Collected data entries
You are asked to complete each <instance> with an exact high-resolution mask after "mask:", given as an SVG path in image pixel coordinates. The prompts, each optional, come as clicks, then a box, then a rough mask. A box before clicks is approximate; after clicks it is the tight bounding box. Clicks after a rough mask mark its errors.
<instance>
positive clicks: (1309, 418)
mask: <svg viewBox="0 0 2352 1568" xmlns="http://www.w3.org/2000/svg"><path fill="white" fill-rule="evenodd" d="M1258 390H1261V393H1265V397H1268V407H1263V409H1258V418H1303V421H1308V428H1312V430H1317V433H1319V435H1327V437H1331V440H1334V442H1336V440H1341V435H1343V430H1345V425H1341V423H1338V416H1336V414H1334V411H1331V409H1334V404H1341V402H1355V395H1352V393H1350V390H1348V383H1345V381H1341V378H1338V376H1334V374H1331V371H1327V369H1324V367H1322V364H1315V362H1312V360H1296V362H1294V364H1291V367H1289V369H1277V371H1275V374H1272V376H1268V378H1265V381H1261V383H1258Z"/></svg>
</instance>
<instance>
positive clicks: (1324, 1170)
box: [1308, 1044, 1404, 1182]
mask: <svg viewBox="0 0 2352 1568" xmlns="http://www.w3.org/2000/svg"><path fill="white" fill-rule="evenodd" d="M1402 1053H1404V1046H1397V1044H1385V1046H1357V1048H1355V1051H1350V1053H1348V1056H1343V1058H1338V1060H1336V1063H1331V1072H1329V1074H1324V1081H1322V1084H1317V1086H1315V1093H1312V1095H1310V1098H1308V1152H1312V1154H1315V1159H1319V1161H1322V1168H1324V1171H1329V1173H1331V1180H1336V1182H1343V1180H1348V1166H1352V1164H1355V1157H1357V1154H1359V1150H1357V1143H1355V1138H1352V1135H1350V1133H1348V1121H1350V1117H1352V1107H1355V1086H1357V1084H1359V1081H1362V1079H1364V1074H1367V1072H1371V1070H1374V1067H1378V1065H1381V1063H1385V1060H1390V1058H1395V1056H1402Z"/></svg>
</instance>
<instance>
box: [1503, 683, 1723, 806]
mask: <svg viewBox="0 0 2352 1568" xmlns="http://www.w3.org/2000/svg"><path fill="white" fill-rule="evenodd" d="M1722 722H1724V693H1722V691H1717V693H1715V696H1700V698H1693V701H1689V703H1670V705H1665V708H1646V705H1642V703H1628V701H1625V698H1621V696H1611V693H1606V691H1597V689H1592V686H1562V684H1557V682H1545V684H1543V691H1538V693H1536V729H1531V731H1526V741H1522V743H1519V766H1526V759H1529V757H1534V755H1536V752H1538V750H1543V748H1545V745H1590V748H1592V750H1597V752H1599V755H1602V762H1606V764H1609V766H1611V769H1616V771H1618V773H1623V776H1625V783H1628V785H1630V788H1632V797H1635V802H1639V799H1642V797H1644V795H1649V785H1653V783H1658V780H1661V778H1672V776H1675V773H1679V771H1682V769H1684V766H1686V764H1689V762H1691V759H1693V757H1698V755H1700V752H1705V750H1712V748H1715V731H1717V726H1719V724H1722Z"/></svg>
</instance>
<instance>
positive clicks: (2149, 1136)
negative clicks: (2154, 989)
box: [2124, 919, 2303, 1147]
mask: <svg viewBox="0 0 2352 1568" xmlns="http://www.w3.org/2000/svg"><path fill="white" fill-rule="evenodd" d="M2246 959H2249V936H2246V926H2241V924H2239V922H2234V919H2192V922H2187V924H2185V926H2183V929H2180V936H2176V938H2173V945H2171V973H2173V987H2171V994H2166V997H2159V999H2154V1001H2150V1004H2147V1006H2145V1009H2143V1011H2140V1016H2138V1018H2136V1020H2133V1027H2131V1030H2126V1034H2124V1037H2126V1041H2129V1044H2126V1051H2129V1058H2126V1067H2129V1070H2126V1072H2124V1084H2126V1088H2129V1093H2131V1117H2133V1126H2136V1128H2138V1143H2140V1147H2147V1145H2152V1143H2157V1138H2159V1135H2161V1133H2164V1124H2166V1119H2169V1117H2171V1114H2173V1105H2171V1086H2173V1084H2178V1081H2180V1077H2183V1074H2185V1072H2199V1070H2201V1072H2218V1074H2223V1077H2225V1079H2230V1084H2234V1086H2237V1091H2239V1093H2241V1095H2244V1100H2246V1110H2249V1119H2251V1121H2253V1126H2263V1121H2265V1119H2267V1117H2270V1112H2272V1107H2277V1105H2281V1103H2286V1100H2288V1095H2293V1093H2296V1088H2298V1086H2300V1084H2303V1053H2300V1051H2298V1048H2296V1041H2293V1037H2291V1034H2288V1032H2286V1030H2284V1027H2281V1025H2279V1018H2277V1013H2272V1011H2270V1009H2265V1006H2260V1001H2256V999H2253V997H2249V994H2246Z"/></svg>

_Assignment_: All of the entries should be repeated word for word.

_Task output_:
You are asked to complete each <instance> with an exact high-resolution mask after "mask:", given as an SVG path in image pixel coordinates. The prompts, each optional, come as clicks, then a box, then a rough mask. A box before clicks is approximate; after clicks it is the tight bounding box. Clicks after a rough mask mark its errors.
<instance>
positive clicks: (1309, 418)
mask: <svg viewBox="0 0 2352 1568" xmlns="http://www.w3.org/2000/svg"><path fill="white" fill-rule="evenodd" d="M1258 390H1261V393H1265V397H1268V407H1263V409H1258V418H1303V421H1308V428H1312V430H1317V433H1319V435H1327V437H1331V440H1334V442H1336V440H1341V435H1343V430H1345V425H1341V423H1338V416H1336V414H1334V411H1331V409H1334V404H1341V402H1355V395H1352V393H1350V390H1348V383H1345V381H1341V378H1338V376H1334V374H1331V371H1327V369H1324V367H1322V364H1315V362H1312V360H1296V362H1294V364H1291V367H1289V369H1277V371H1275V374H1272V376H1268V378H1265V381H1261V383H1258Z"/></svg>
</instance>
<instance>
positive clicks: (1324, 1170)
box: [1308, 1044, 1404, 1182]
mask: <svg viewBox="0 0 2352 1568" xmlns="http://www.w3.org/2000/svg"><path fill="white" fill-rule="evenodd" d="M1402 1053H1404V1046H1397V1044H1385V1046H1357V1048H1355V1051H1350V1053H1348V1056H1343V1058H1338V1060H1336V1063H1331V1072H1329V1074H1324V1081H1322V1084H1317V1086H1315V1093H1312V1095H1310V1098H1308V1152H1312V1154H1315V1159H1319V1161H1322V1168H1324V1171H1329V1173H1331V1180H1336V1182H1343V1180H1348V1166H1352V1164H1355V1157H1357V1154H1359V1150H1357V1143H1355V1138H1352V1135H1350V1133H1348V1121H1350V1117H1352V1107H1355V1086H1357V1084H1359V1081H1362V1079H1364V1074H1367V1072H1371V1070H1374V1067H1378V1065H1381V1063H1385V1060H1390V1058H1395V1056H1402Z"/></svg>
</instance>
<instance>
box: [1503, 683, 1723, 806]
mask: <svg viewBox="0 0 2352 1568" xmlns="http://www.w3.org/2000/svg"><path fill="white" fill-rule="evenodd" d="M1722 722H1724V693H1722V691H1717V693H1715V696H1700V698H1693V701H1689V703H1670V705H1665V708H1646V705H1642V703H1628V701H1625V698H1621V696H1611V693H1606V691H1597V689H1592V686H1562V684H1557V682H1545V684H1543V691H1538V693H1536V729H1531V731H1526V741H1522V743H1519V766H1526V759H1529V757H1534V755H1536V752H1538V750H1543V748H1545V745H1590V748H1592V750H1597V752H1599V755H1602V762H1606V764H1609V766H1611V769H1616V771H1618V773H1623V776H1625V783H1628V785H1630V788H1632V797H1635V802H1639V799H1642V797H1644V795H1649V785H1653V783H1658V780H1661V778H1672V776H1675V773H1679V771H1682V769H1684V766H1686V764H1689V762H1691V759H1693V757H1698V755H1700V752H1705V750H1712V748H1715V731H1717V726H1719V724H1722Z"/></svg>
</instance>
<instance>
positive clicks: (2149, 1136)
negative clicks: (2154, 989)
box: [2124, 919, 2303, 1147]
mask: <svg viewBox="0 0 2352 1568" xmlns="http://www.w3.org/2000/svg"><path fill="white" fill-rule="evenodd" d="M2246 959H2249V936H2246V926H2241V924H2239V922H2234V919H2192V922H2187V924H2185V926H2183V929H2180V936H2176V938H2173V945H2171V973H2173V987H2171V994H2166V997H2159V999H2154V1001H2150V1004H2147V1006H2145V1009H2143V1011H2140V1016H2138V1018H2136V1020H2133V1027H2131V1030H2126V1034H2124V1037H2126V1041H2129V1044H2126V1051H2129V1058H2126V1067H2129V1070H2126V1072H2124V1084H2126V1088H2129V1093H2131V1117H2133V1126H2136V1128H2138V1143H2140V1147H2147V1145H2152V1143H2157V1138H2159V1135H2161V1133H2164V1124H2166V1119H2169V1117H2171V1114H2173V1105H2171V1086H2173V1084H2178V1081H2180V1077H2183V1074H2185V1072H2199V1070H2201V1072H2218V1074H2223V1077H2225V1079H2230V1084H2234V1086H2237V1091H2239V1093H2241V1095H2244V1100H2246V1110H2249V1119H2251V1121H2253V1126H2263V1121H2265V1119H2267V1117H2270V1112H2272V1107H2277V1105H2281V1103H2286V1100H2288V1095H2293V1093H2296V1088H2298V1086H2300V1084H2303V1053H2300V1051H2298V1048H2296V1041H2293V1037H2291V1034H2288V1032H2286V1030H2284V1027H2281V1025H2279V1018H2277V1013H2272V1011H2270V1009H2265V1006H2260V1001H2256V999H2253V997H2249V994H2246Z"/></svg>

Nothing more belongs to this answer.